◆ **Your goal**: Write out the whole listing again, exactly as given.

--- START Dataset entries ---

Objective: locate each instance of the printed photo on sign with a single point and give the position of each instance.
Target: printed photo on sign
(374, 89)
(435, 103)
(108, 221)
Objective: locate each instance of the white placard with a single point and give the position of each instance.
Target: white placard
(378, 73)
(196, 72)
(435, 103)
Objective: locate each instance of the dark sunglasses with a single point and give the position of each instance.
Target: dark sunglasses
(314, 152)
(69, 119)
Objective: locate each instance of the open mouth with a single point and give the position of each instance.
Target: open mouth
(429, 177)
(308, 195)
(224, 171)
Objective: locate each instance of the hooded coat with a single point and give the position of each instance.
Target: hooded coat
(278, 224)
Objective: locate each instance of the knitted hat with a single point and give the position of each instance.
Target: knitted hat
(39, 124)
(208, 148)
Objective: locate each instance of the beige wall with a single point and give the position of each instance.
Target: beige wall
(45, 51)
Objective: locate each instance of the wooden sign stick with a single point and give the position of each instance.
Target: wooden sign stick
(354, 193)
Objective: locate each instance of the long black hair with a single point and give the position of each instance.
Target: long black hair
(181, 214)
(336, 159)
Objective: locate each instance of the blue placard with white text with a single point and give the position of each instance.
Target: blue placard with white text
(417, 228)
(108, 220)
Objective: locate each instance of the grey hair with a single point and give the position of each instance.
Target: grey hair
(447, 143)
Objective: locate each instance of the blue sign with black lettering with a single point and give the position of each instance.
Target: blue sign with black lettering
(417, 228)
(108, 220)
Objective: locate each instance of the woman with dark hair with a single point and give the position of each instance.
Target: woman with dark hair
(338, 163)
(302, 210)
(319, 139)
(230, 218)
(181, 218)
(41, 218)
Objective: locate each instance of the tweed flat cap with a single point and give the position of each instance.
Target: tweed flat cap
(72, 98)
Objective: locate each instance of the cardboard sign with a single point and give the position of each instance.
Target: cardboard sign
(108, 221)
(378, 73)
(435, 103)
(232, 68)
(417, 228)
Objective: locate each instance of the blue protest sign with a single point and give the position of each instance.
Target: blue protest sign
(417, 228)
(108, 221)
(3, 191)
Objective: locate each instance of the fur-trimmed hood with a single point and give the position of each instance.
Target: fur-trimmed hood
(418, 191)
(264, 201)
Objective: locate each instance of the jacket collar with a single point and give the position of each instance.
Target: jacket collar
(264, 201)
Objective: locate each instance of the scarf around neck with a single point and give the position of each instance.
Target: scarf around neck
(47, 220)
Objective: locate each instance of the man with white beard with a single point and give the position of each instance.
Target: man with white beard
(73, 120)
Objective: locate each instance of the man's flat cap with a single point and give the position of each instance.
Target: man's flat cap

--- END Dataset entries ---

◆ **Result below**:
Objective: locate each instance of the printed photo on sign with a single point and give the position of each instance.
Target: printed photo on sign
(374, 89)
(435, 103)
(108, 221)
Objective: locate each instance of the white placard with a single point and give the position of each instance.
Target: white placard
(378, 73)
(196, 72)
(435, 103)
Objective: locate each instance of the dark sunglasses with a single point and give the position of each instance.
Target: dark sunglasses
(314, 152)
(69, 119)
Objective: locate each instance of the open mouth with a single point and give the position of each instance.
Target: open mouth
(429, 177)
(308, 195)
(224, 171)
Objective: locate each instance of the hooded coat with a single point and give the position of each instance.
Target: hooded coat
(278, 224)
Objective: locate each instance of the knitted hat with a single point and give the position of each instance.
Target: knitted hat
(39, 124)
(208, 148)
Objective: locate each instance of the beige wall with a single point and give the position of each instance.
Target: beige wall
(45, 51)
Objective: locate each instance of the wooden sign stick with a single point and give the position of each instance.
Target: wooden sign stick
(354, 193)
Objective: locate each instance of the long black hair with a single point and give the position of each instance.
Target: long black hair
(181, 214)
(336, 159)
Objective: locate each instance of the blue placard with white text with a single point and give the position of each instance.
Target: blue placard with white text
(417, 228)
(108, 220)
Objective: locate each instance of the grey hair with a single point and give the position of each instance.
Target: grey hair
(447, 143)
Objective: locate each instance of the blue sign with black lettering with a single point and give the position of each instance.
Target: blue sign with black lettering
(417, 228)
(108, 220)
Objective: locate each instance of the woman with dark hair with a single point and give the position of each instance.
Target: woman with dark hair
(338, 163)
(302, 210)
(319, 139)
(230, 218)
(181, 218)
(41, 218)
Objective: locate each instance of the tweed flat cap with a single point and give the position of each instance.
Target: tweed flat cap
(72, 98)
Objective: locate each instance of the cardboard sign with a single point and give the position of each instance.
Target: cardboard sign
(108, 221)
(378, 73)
(435, 103)
(232, 68)
(417, 228)
Objective: locate each instance of the blue protest sign with a single point and give the position of each instance.
Target: blue protest sign
(417, 228)
(108, 221)
(3, 191)
Objective: locate each instance of the fur-trimmed hood with a single point and give the position of each instance.
Target: fur-trimmed hood
(418, 191)
(264, 201)
Objective: locate each instance of the jacket collar with a single point and give the position of each instance.
Target: jacket collar
(264, 201)
Objective: locate each instance of the scarf around neck with a single point and give the position of each instance.
Target: scarf around neck
(47, 220)
Objective: locate each instance of the man with white beard with a single point and give the position of each instance.
Target: man with white beard
(73, 120)
Objective: locate each instance of the man's flat cap with a single point and give the position of each instance.
Target: man's flat cap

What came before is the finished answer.